> Exercise instructions:
**1.** In the forum thread about South African grapes at Harford Vineyard, do these statements agree with the thread? (a) Pinotage and Sauvignon Blanc are due in late March. (b) Boatboy24 plans to buy Harford's South African grapes this spring. (c) Harford sells juice buckets from South Africa. Answer yes or no for each and quote the words that decide it.
**2.** Continue the forum thread about South African grapes at Harford Vineyard from its final line.

> Provided passage:
==================================================

# South African Grapes - Harford Vineyard (MD)



## Boatboy24 (Feb 17, 2016)

Just got notice last night that Harford is offering South African grapes again this year. Grapes will be Pinotage, Sauvignon Blanc, Cab Sauv, Merlot, and Syrah. Due to hot, dry weather in December, it will be an early harvest; with Pinotage and Sauv Blanc arriving in late march, and the rest in late April.


----------



## geek (Feb 17, 2016)

are you jumping on the wagon Jim?


----------



## Boatboy24 (Feb 17, 2016)

geek said:


> are you jumping on the wagon Jim?



Probably not this year. I've got my spring harvest plans pretty much nailed down and am going Chilean. Harford being almost 2 hours each way prevents me from wanting to make multiple trips. 

But I just remembered: @heatherd did their Pinotage last year. I wonder how its coming along.


----------



## heatherd (Feb 17, 2016)

Boatboy24 said:


> Probably not this year. I've got my spring harvest plans pretty much nailed down and am going Chilean. Harford being almost 2 hours each way prevents me from wanting to make multiple trips.
> 
> But I just remembered: @heatherd did their Pinotage last year. I wonder how its coming along.



@Boatboy24
It is true, I did the pinotage. It doesn't taste all that good yet, but it's my understanding that many commercial pinotage wines have a strange taste. Mine ended up a little skunky. I haven't tried it lately though.

I would definitely try a different varietal.


----------



## sour_grapes (Feb 17, 2016)

heatherd said:


> @Boatboy24
> It is true, I did the pinotage. It doesn't taste all that good yet, but it's my understanding that many commercial pinotage wines have a strange taste. Mine ended up a little skunky. I haven't tried it lately though.
> 
> I would definitely try a different varietal.



I would definitely not make a Pinotage unless one is sure he or she likes the taste of either Pinotage or Cinsault. I do, but they are not a run-of-the-mill grapes!


----------



## heatherd (Feb 18, 2016)

sour_grapes said:


> I would definitely not make a Pinotage unless one is sure he or she likes the taste of either Pinotage or Cinsault. I do, but they are not a run-of-the-mill grapes!



True, and I tasted commercial pinotage to know what I was getting into. I bought a high-end and a low-end version from my local liquor store (which I am very lucky they carry pinotage at all, much less in several price points) and liked them both.

Then mine tasted skunky.

And then I read an article that it is common to put a penny in a glass of pinotage when you drink it to deal with the skunkiness in commercial wines.

Anyway, I would steer clear of this varietal myself, but any of the others would be good to try. I suspect South African Sauvignon Blanc would be quite tasty.

Harford only has grapes from SA, not juice buckets, so whatever you do would be an all-grape batch.


----------



## balassley (Feb 20, 2016)

Jim, do you have to call Harford to preorder grapes and/or juice buckets, or does the website allow for preorder on X date? I'd like to try making wine from grapes (have only worked with kits), but don't feel like waiting till September to beg Loudoun vineyards for grapes. Thanks in advance.


----------



## heatherd (Feb 20, 2016)

==================================================

> Extracted information:
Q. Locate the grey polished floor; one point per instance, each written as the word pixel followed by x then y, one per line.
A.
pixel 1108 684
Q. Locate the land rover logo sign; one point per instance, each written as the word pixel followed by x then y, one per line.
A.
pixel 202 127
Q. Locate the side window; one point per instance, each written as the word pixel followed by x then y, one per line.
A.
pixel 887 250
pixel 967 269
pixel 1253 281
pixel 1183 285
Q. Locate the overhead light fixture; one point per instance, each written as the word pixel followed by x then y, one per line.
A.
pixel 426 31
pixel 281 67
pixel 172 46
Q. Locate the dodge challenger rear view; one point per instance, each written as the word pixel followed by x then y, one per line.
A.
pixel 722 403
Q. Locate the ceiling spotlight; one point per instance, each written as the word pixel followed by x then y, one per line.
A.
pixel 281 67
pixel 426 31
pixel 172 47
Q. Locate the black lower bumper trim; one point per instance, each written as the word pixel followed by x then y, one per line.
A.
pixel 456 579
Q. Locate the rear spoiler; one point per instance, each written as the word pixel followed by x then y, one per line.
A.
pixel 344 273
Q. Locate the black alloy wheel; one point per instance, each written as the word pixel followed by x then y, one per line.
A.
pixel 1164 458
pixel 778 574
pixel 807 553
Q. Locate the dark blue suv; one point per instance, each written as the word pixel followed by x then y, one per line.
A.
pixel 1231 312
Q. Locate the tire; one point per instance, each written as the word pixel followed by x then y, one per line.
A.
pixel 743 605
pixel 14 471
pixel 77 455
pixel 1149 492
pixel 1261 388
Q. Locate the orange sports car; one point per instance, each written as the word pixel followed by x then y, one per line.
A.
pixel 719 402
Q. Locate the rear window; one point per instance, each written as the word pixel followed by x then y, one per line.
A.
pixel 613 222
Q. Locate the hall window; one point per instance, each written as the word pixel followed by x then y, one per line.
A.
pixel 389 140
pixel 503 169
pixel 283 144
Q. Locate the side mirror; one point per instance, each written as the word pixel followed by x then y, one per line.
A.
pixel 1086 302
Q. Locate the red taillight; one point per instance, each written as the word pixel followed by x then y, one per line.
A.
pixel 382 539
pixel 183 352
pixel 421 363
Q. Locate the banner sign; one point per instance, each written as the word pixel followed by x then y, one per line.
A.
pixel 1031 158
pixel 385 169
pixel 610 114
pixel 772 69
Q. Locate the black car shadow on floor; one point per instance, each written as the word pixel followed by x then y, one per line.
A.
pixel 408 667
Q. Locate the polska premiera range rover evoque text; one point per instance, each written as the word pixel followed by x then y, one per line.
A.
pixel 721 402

==================================================

> Responses by task:
**1.**
(a) Yes: "with Pinotage and Sauv Blanc arriving in late march"
(b) No: "Probably not this year. I've got my spring harvest plans pretty much nailed down and am going Chilean."
(c) No: "Harford only has grapes from SA, not juice buckets"

**2.**
balassley said:


> Jim, do you have to call Harford to preorder grapes and/or juice buckets, or does the website allow for preorder on X date? I'd like to try making wine from grapes (have only worked with kits), but don't feel like waiting till September to beg Loudoun vineyards for grapes. Thanks in advance.



I have ordered from Harford several times so can answer. The website goes live to preorder, you pay half up front online, and then you'll get an email when the grapes are likely to be ready for pick-up. Last you'll get an email when they have arrived. The vineyard opens special hours to facilitate pick-up, so you'll want to let them know when you are coming. When you get there you'll pay the other half.

Crush/destem: if you want this put it in the notes for your order. It's $25. They'll do it for you on the day you pick up. I get this done because it's easier for me.

Bring your own buckets for grapes. The juice comes in pails, but the South African harvest is only grapes.

They sell yeast and malolactic bacteria there, and the winemaker (Kevin) can suggest a yeast pairing for you. If you want malolactic, let them know in advance and they can order.

Also, their website has instructions for making wine from grapes that are very useful.

They do not adjust pH, acid, brix, inoculate, etc. The grapes and juice are unaltered and fresh.

They grow grapes there, and they bring in grapes and juice from all over. They sell their own grapes, which are merlot, traimenette, and a few other types. I got Maryland Seyval grapes there last harvest, and it is very tasty.

I really love Harford for their customer service and the fact that I can get Italian, Californian, Maryland, Chilean, and South African juice and grapes. Plus the prices are really good. Most juice pails are $52.00, and they only do pick up so you're not paying shipping.


----------



## balassley (Feb 20, 2016)

heatherd said:


> I have ordered from Harford several times so can answer. The website goes live to preorder, you pay half up front online, and then you'll get an email when the grapes are likely to be ready for pick-up. Last you'll get an email when they have arrived. The vineyard opens special hours to facilitate pick-up, so you'll want to let them know when you are coming. When you get there you'll pay the other half.
> 
> Crush/destem: if you want this put it in the notes for your order. It's $25. They'll do it for you on the day you pick up. I get this done because it's easier for me.
> 
> ...


Very useful information. Thank you. Can't wait till the site opens for preorder!


----------



## Boatboy24 (Feb 21, 2016)

balassley said:


> Very useful information. Thank you. Can't wait till the site opens for preorder!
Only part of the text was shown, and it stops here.